▶ **Instruction**: Print the records below word for word, without changing anything.
_ _ _ _ _
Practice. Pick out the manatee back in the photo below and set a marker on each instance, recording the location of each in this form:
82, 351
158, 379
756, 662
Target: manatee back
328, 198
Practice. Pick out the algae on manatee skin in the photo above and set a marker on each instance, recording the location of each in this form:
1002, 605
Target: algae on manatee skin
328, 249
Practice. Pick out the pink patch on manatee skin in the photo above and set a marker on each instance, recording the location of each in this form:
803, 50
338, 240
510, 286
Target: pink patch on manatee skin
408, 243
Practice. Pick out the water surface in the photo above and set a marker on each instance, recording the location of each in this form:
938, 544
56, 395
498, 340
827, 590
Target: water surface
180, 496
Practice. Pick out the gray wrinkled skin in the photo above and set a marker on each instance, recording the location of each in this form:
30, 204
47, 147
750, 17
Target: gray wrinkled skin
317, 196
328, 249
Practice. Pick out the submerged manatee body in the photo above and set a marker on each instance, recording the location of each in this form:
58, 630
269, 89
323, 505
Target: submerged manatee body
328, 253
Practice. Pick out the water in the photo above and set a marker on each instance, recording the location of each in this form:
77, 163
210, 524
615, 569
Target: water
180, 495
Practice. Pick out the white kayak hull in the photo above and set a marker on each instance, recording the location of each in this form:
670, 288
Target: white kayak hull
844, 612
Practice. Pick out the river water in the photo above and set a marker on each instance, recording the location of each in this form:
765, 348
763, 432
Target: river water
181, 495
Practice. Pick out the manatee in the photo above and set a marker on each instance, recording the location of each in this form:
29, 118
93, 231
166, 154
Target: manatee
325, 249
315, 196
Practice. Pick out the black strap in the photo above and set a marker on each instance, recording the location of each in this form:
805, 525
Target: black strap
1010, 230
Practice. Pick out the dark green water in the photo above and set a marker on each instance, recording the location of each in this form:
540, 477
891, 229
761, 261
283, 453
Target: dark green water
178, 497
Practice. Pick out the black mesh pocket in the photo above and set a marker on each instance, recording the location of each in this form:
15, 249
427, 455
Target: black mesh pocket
_ _ _ _ _
▶ **Solution to this exercise**:
Practice. Pick out the manatee back in the photo below and set a marker on each instance, recording the location of each in this form:
82, 351
158, 379
756, 662
Target: manatee back
328, 198
Practice. Pick out the algae on manatee skin in the photo above and set a marker on each instance, recording the location of each in this form:
1002, 605
Target: algae on manatee skin
328, 249
Practice. Pick out the pink patch on manatee skin in the photo above and set a marker on each instance, recording the location of each in this form:
803, 50
338, 240
510, 286
Target: pink patch on manatee skin
408, 243
Practice. Pick out the water surface in the photo above and set a marker on each instance, recording the location of each in this form:
938, 544
56, 395
498, 340
827, 590
Target: water surface
180, 496
Practice. Pick out the gray wrinkled skin in the photo above and set a marker on each instance, recording the location of each in this form:
30, 204
47, 147
750, 17
Target: gray wrinkled skin
317, 196
328, 249
Practice. Pick out the submerged manatee body in the photo above and set a marker on each instance, recording the location of each in this form:
58, 630
269, 89
323, 505
Target: submerged manatee body
328, 253
Practice. Pick out the water in the photo above and set a marker on each instance, recording the location of each in this form:
77, 163
210, 524
615, 569
Target: water
180, 495
Practice. Pick out the white kayak hull in the photo above and set a marker on each instance, recording the location of each in this form:
670, 288
Target: white kayak hull
844, 612
Practice. Pick out the river water in the photo above and set a marker on each instance, recording the location of each in this form:
765, 348
763, 432
Target: river water
181, 495
Practice. Pick out the manatee in the photo above and set a marker on each instance, recording the location of each in this form:
29, 118
93, 231
166, 154
Target: manatee
325, 249
315, 196
Practice. Pick out the black strap in the photo above and set a marker on each instance, recording the location of each in this form:
805, 525
Target: black strap
1010, 230
Practice. Pick out the dark green water in the photo above and set a marker on each instance, recording the location of each in this form:
540, 477
891, 229
761, 261
283, 453
Target: dark green water
178, 497
Practice. Pick out the black mesh pocket in the photo above and set a marker on each instance, recording the location of each in this form:
15, 249
427, 455
Target: black mesh pocket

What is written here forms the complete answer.